▸ **Problem to solve**: Print the entries in full, word for word, but not the pictures.

▸ **Dataset excerpts**:

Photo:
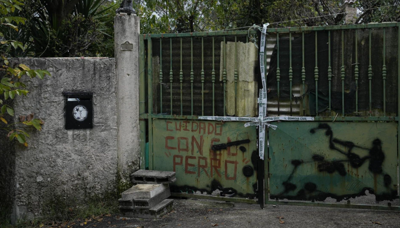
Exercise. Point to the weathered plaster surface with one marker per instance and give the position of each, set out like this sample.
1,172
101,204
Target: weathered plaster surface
68,164
127,28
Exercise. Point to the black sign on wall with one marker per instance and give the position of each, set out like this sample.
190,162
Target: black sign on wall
78,110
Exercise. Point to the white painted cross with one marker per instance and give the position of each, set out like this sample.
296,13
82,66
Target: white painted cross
262,120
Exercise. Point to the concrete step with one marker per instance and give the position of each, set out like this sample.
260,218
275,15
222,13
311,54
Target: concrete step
153,176
144,191
155,212
150,203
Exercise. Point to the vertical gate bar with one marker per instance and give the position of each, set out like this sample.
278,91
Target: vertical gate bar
278,72
342,72
398,104
202,76
150,98
266,167
303,71
384,72
181,78
236,73
213,79
160,75
191,75
370,74
171,76
142,99
290,71
356,73
329,72
224,73
316,73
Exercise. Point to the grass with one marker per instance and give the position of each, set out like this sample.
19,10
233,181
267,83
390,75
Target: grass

▸ **Reply to the task**:
Photo:
Exercise. Point to the weathered plaster surface with one marker per instance and give the position of each, set out like this sample.
1,172
101,204
Target: weathered plaster surface
68,164
127,28
Exercise. Point to the black sign on wall with one marker per instance and give the position of each, set out like this sample.
190,162
Target: black sign on wall
78,110
Exercise. Point to the white painted cross with one marker per instance and give the position of each, set out like this sample.
296,13
82,66
Target: white painted cross
262,120
Exercise. Point to the concrete step with one marker per instance and give the position of each, set out like this sample.
260,218
275,15
222,13
311,54
Target: concrete step
153,176
144,191
155,212
150,203
Exercise. Point to the vertical gate bar with one marker per instance and give the position of each, set out like this sample.
278,91
Target: vertical gate bar
278,72
342,72
398,104
202,76
150,98
266,167
303,71
384,72
181,78
236,73
213,79
160,75
191,75
370,74
171,76
142,99
290,71
356,73
329,72
224,73
316,73
Exercise. Point to the grass with one marker per instance and give the position of each, set out like this sample.
19,10
233,181
267,83
390,75
Target: grass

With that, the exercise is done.